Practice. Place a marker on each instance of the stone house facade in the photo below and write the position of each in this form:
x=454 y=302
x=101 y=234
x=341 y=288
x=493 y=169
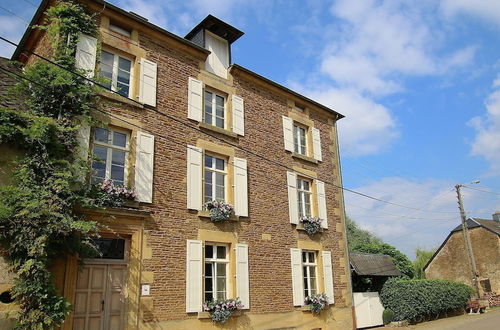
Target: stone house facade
x=186 y=126
x=450 y=260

* _Your task_
Revise the material above by replacing "stone house facade" with "brick house facade" everywhere it occurs, leaving everything else unchanged. Omit the pictures from your answer.

* _Written answer_
Practice. Place a marker on each instance of the brick house facade in the photo below and write the position of each in this form:
x=454 y=302
x=101 y=234
x=341 y=288
x=493 y=169
Target: brick house facade
x=186 y=126
x=450 y=260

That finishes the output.